Text start

Spellbound: Naughty boy...

Iva: But, I guess my priority for reading is classics. I figure that there have been so many classic books written that I would rather read those things which have stood the test of time and obviously had some value in them, than read something which was as yet untested, and may be a load of rubbish.

Spellbound: Now, how can anything inspired by you be a load of rubbish?

Iva: Oh, well, I don't know, I mean is it a successful book? Did it get rave reviews?

Spellbound: Well, I don't know about rave reviews, but the writer does very well for herself over here. She even has her own fan club!

Iva: Really?

Spellbound: Yeah.

Iva: Wow...

Spellbound: So you have to sit down and read it.

Iva: Oh, okay...

Spellbound: It'll take you five hours, that's all. (he laughs)


We then threw Iva a curve ball which he caught quite well. When he pitched it back, it became a speed ball, with a philosophical twist, aimed at the music industry.


Spellbound: What makes Iva Davies angry these days?

Iva: Angry...well, where do you start?

Spellbound: In alphabetical order...

Iva: I guess I'm going through a real period of anti-industry sort of feeling. At the end of the day, all this stuff that's happened with Chrysalis and all that is very illuminating. I found it very difficult to work out the logic behind an album which had had two Top 20 American singles, and align that with the fact that we don't have a contract with them anymore. There are a lot of things about the industry in music and art which kind of make me angry. It's not bitter; it's a different thing. It's interesting because I can afford to be kind of philosophical about it. You know, you can't go and relive those years and grab all those opportunities that were lost, some of which I completely blew. But, at the end of the day, I still feel really comfortable with the legacy. I may have compromised to a small degree, but I'm not unhappy with the actual hard product, you know; I'm proud of it. This is a nice way to feel, I guess. At the end of the day I think it wasn't too bad and it wasn't completely dishonest and I didn't wear what people told me to wear and stuff (laughs)...

Spellbound: It wasn't completely dishonest?

Iva: Not at all. Obviously as I said there have been occasions where I've been bulldozed, but not too many. This is good, so I can sit back from the whole thing and not be kind of bitter and twisted. It's a different kind of thing; it's not bitterness, it's like a kind of regrouping.


When speaking about the new album, Iva seemed to have donned his "armor" to protect himself from the backlash of feelings he experienced during and after the Code Blue period. We talked with him about Code Blue and whether this particular dragon had any fire left in it.

Text end
Given entries start

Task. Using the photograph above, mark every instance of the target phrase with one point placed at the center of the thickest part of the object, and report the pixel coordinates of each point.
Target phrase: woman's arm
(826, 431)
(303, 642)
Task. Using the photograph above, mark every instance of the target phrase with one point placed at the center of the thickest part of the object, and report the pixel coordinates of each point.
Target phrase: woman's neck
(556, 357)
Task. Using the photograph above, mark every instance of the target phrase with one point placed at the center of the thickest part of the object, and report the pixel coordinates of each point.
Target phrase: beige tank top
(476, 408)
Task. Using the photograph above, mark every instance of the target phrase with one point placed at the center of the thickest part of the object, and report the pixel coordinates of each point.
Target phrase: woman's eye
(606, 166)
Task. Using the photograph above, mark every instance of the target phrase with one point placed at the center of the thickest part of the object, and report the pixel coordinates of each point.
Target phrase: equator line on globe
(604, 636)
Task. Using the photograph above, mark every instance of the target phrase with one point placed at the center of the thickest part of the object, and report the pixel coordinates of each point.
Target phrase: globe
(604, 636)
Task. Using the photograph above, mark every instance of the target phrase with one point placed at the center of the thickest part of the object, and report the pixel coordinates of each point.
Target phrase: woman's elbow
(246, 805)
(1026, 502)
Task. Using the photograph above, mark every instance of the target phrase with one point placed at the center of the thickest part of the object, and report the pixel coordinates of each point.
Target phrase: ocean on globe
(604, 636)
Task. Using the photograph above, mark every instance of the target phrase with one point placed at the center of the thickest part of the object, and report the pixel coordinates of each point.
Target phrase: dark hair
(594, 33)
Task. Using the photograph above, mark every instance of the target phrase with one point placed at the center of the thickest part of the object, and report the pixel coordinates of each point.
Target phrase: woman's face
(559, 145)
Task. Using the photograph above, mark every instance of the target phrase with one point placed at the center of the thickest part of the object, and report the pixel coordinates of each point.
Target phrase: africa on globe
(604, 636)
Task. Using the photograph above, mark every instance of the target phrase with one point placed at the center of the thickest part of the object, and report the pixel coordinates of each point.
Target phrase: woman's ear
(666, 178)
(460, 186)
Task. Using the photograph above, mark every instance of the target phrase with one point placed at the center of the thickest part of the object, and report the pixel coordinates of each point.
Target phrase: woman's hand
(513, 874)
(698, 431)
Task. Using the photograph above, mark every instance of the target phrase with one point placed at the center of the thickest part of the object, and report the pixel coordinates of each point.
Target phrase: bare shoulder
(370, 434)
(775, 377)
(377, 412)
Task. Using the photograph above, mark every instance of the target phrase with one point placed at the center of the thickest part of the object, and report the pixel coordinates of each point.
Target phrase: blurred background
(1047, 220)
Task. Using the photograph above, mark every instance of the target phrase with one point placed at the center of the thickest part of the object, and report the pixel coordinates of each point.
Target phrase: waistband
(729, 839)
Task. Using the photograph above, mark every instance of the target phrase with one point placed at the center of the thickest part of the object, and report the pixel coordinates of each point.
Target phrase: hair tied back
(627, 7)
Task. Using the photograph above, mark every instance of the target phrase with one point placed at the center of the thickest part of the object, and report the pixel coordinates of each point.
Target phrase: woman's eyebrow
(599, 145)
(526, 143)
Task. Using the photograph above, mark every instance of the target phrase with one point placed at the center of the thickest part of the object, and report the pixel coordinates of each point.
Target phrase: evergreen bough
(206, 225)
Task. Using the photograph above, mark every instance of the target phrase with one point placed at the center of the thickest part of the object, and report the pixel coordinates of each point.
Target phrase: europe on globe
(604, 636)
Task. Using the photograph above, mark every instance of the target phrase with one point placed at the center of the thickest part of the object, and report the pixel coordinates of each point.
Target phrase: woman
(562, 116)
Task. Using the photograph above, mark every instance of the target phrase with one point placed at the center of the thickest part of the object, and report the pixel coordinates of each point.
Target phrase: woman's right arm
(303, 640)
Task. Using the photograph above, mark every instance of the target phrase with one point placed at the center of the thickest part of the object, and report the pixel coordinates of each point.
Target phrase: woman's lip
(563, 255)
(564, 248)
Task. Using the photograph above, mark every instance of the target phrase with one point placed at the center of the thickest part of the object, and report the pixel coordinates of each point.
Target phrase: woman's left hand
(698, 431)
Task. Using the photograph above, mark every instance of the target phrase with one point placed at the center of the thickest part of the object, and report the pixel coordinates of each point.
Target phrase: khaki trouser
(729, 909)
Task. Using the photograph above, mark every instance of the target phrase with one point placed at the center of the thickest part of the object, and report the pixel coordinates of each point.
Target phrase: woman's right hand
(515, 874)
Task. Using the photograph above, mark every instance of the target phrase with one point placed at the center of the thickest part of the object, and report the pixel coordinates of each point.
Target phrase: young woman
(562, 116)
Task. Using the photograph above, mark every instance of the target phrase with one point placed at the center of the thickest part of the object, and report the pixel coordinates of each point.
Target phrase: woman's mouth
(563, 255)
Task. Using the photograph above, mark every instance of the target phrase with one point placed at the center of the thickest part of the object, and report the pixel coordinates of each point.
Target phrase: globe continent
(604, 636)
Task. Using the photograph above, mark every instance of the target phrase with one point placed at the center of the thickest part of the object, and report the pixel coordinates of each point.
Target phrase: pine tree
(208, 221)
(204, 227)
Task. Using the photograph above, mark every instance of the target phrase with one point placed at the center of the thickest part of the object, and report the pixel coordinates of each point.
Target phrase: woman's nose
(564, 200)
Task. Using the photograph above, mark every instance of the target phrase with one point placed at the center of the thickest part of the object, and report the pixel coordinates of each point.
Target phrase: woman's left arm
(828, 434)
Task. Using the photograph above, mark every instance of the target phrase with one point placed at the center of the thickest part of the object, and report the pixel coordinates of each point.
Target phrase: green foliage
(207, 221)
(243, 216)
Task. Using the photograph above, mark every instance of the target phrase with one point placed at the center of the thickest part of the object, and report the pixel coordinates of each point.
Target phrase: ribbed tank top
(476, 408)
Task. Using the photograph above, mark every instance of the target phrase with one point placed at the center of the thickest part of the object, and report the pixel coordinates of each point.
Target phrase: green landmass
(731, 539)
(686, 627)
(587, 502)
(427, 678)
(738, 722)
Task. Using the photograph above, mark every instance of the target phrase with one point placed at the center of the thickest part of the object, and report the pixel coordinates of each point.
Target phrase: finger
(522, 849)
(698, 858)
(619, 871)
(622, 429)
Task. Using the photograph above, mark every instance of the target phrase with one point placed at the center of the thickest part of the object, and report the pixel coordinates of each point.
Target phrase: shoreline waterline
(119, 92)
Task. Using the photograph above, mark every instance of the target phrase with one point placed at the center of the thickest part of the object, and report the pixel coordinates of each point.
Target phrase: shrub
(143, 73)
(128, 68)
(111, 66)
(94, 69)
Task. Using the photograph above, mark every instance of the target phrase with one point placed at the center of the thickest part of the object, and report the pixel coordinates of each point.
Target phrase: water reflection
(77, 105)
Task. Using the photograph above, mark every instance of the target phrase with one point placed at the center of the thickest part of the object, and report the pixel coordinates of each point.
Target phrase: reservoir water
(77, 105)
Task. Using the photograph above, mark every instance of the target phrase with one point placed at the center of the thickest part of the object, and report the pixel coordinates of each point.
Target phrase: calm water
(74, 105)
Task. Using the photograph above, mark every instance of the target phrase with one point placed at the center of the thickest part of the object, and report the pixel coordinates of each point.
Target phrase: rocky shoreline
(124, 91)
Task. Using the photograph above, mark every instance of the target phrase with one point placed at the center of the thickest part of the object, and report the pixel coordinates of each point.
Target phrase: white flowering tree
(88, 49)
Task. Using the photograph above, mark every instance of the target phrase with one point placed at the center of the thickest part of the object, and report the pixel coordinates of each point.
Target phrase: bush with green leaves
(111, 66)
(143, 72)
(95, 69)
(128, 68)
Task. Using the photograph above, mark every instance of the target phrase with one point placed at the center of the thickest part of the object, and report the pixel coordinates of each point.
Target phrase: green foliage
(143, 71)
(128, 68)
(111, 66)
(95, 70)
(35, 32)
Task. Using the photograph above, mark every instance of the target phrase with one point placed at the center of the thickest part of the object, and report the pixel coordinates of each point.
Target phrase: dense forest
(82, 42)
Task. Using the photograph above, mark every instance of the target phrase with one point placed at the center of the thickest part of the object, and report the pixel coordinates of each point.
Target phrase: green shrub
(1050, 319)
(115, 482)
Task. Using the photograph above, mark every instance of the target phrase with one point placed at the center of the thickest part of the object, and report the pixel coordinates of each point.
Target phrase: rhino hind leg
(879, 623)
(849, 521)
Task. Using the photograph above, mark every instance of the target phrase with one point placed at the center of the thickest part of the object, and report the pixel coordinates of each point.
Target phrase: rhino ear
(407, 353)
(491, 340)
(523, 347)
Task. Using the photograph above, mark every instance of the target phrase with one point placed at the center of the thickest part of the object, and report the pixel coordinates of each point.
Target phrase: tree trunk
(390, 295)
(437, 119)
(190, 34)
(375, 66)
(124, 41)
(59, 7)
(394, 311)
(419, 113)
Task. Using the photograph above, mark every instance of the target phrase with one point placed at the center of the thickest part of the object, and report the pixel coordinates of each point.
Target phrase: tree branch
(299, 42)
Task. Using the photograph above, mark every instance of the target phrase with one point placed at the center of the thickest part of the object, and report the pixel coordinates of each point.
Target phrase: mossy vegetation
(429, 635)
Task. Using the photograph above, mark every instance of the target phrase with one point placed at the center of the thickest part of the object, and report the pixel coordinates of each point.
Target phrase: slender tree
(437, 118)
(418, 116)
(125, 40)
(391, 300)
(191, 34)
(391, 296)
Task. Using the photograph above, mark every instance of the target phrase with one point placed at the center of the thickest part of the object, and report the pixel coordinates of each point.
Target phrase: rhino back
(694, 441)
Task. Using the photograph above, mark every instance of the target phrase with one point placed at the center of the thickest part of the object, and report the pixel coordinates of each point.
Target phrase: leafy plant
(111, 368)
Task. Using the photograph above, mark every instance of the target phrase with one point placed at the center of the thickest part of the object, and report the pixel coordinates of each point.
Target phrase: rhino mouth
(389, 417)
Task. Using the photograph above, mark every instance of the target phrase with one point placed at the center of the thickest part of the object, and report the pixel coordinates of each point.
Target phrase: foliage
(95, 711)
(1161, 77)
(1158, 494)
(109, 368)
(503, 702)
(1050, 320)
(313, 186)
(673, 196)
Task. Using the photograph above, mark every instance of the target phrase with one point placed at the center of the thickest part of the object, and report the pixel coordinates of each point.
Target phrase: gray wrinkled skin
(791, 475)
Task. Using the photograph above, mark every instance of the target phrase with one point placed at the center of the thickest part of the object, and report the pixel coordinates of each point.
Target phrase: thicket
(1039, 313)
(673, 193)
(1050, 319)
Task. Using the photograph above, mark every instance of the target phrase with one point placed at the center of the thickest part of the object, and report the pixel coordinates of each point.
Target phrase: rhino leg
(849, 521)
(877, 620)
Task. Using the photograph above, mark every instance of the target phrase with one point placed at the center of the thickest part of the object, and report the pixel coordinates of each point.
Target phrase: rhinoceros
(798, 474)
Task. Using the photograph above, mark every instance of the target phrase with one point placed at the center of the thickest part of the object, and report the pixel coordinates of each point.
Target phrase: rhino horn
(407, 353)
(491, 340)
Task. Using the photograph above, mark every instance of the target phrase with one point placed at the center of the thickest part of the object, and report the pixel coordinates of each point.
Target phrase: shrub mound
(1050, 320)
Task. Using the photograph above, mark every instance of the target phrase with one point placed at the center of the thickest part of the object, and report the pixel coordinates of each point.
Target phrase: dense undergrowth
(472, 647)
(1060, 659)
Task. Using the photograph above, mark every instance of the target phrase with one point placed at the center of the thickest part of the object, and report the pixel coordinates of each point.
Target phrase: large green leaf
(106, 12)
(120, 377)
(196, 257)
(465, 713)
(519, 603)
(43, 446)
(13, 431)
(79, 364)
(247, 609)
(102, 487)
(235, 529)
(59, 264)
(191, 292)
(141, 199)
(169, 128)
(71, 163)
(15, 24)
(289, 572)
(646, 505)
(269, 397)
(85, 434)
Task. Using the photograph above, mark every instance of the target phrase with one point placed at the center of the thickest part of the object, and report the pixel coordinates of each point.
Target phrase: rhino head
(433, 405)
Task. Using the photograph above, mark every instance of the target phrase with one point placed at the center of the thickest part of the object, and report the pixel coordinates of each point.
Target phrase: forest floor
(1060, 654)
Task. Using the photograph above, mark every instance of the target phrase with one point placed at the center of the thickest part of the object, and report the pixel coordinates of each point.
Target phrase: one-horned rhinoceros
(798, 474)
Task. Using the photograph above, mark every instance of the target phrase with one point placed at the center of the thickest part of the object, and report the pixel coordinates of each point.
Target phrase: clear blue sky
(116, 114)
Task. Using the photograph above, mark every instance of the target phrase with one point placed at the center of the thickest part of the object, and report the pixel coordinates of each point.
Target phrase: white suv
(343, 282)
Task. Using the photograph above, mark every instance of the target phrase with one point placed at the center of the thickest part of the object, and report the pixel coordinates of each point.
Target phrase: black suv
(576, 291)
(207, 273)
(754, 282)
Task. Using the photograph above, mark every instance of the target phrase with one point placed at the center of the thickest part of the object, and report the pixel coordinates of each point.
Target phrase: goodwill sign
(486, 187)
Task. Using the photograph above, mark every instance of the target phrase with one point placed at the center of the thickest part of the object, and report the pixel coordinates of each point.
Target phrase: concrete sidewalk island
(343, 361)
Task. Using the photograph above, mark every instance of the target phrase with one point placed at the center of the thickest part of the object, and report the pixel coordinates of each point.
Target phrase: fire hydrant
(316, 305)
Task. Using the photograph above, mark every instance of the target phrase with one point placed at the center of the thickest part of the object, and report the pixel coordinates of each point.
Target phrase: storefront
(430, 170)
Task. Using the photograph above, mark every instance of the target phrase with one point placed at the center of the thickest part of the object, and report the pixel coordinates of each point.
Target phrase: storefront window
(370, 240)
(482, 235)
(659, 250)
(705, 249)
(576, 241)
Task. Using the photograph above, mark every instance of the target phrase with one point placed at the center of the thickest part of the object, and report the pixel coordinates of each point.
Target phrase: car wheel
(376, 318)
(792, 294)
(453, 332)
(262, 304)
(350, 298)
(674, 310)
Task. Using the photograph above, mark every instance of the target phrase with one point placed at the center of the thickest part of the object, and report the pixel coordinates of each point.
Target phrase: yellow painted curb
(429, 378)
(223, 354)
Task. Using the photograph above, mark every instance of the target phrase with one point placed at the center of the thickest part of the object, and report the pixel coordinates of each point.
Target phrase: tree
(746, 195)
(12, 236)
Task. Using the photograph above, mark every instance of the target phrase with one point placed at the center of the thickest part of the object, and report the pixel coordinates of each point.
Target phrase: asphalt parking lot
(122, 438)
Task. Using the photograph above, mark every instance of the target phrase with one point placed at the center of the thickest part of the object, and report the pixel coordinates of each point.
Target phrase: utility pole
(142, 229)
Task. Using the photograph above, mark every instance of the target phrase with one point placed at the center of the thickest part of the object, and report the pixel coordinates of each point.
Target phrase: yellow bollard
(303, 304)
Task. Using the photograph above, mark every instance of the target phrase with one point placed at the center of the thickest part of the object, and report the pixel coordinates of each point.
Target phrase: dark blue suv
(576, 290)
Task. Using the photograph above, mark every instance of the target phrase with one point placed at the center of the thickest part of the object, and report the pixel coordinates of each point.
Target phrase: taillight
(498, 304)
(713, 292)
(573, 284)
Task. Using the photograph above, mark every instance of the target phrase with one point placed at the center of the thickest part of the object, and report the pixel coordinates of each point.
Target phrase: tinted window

Given entries end

Rewrite the stretch of the interview from "Spellbound: It'll take" through "the music industry.", putting "knuckleball" in place of "curve ball".

Spellbound: It'll take you five hours, that's all. (he laughs)


We then threw Iva a knuckleball which he caught quite well. When he pitched it back, it became a speed ball, with a philosophical twist, aimed at the music industry.